What is needed: Return the part of the oil and gas operating results passage that begins at the words "Depreciation, depletion and" and stops after "quarter of 2001.", copied word for word.

Passage shown:
=-=-=

The Company had a 13 percent increase in oil production primarily as a result of
2000 and 2001 exploitation activities in Argentina and volumes associated with
its Argentina Cuyo basin properties acquired in September 2000. The Company's
gas production rose by 18 percent due primarily to the gas production from the
Canadian properties acquired through the purchase of 100 percent of the
outstanding common stock of Cometra Energy (Canada) Ltd. (the "Cometra
Acquisition") in December 2000, increased production in Bolivia as a result of
increased takes into the Bolivia-to-Brazil pipeline and increased gas production
in the Company's Argentina concessions.

     Lease operating expenses, including production taxes, increased $12.3
million (35 percent), to $47.9 million for the first three months of 2001 from
$35.6 million for the same period of 2000. The increase in lease operating
expenses is due primarily to increased production as a result of the Company's
2000 drilling programs, an increase in production taxes due to higher product
prices, increased lease power and field services costs, certain one-time repair
costs and costs associated with properties acquired through the Cometra
Acquisition. Lease operating expenses per equivalent barrel produced increased
to $6.56 in the first quarter of 2001 from $5.59 for the same period in 2000. As
the result of a Securities and Exchange Commission mandate, transportation and
storage costs billed to the Company have been reclassified to lease operating
expenses for all periods shown. These costs had been previously reported as a
reduction of oil and gas revenues consistent with oil and gas industry practice.
This reclassification added 38 cents and 28 cents to the reported lease
operating expense per BOE for the first three months of 2001 and 2000,
respectively.

                                     -16-


     Exploration costs decreased $0.1 million (4 percent), to $2.2 million for
the first quarter of 2001 from $2.3 million for the same period of 2000. During
the first quarter of 2001, the Company's exploration costs included $1.5 million
for unsuccessful exploratory drilling and leasehold impairments, and $0.7
million for seismic and other geological and geophysical costs. Exploration
expenses for the first quarter of 2000 consisted of $2.1 million for
unsuccessful exploratory drilling and $0.2 million for lease impairments.

     General and administrative expenses increased $3.0 million (33 percent), to
$12.0 million for 2001 from $9.0 million for the same period of 2000, due
primarily to personnel additions and consulting costs in conjunction with the
Company's higher level of capital expenditures, bonuses paid to the Company's
international employees in February 2001 and costs associated with the Company's
new Canadian operations acquired in December 2000. The Company's G&A per BOE for
the first quarter of 2001 was $1.64 compared to $1.41 for the same period of
2000.

     Depreciation, depletion and amortization increased $6.0 million (28
percent), to $27.6 million for the first quarter of 2001 from $21.6 million for
the same period of 2000, primarily due to a 15 percent increase in total
production. The Company's average oil and gas DD&A rate per equivalent barrel
produced increased from $3.25 in the first quarter of 2000 to $3.65 in the first
quarter of 2001.

=-=-=

Supplied material:
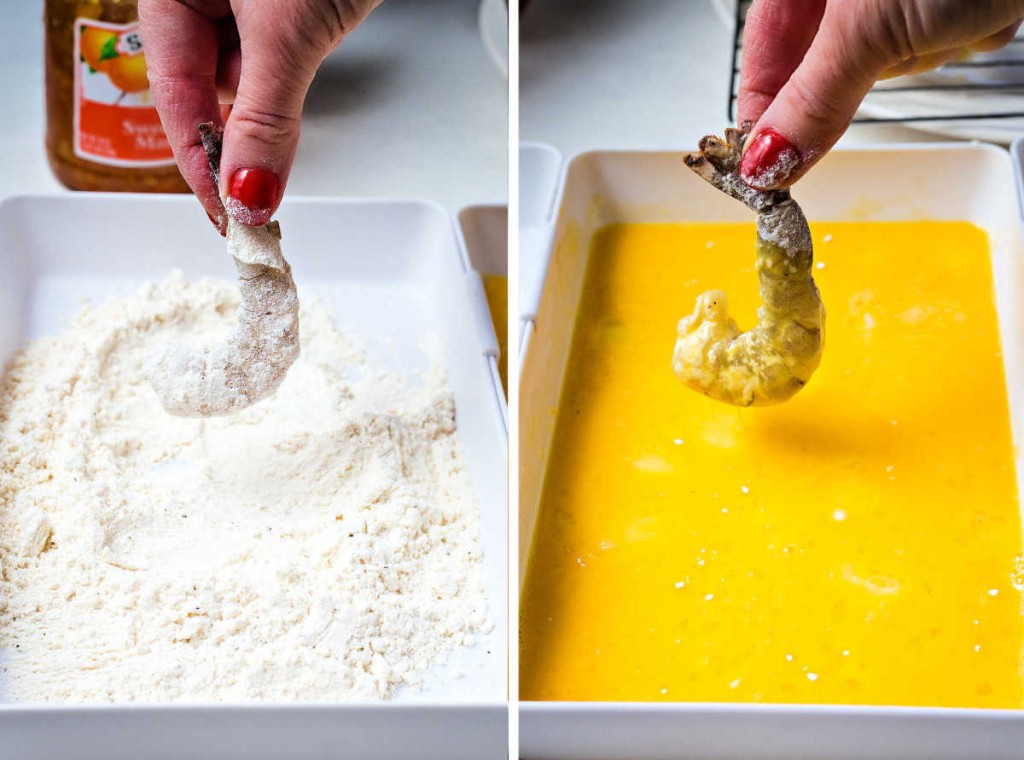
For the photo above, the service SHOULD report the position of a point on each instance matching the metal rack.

=-=-=

Exercise response:
Depreciation, depletion and amortization increased $6.0 million (28
percent), to $27.6 million for the first quarter of 2001 from $21.6 million for
the same period of 2000, primarily due to a 15 percent increase in total
production. The Company's average oil and gas DD&A rate per equivalent barrel
produced increased from $3.25 in the first quarter of 2000 to $3.65 in the first
quarter of 2001.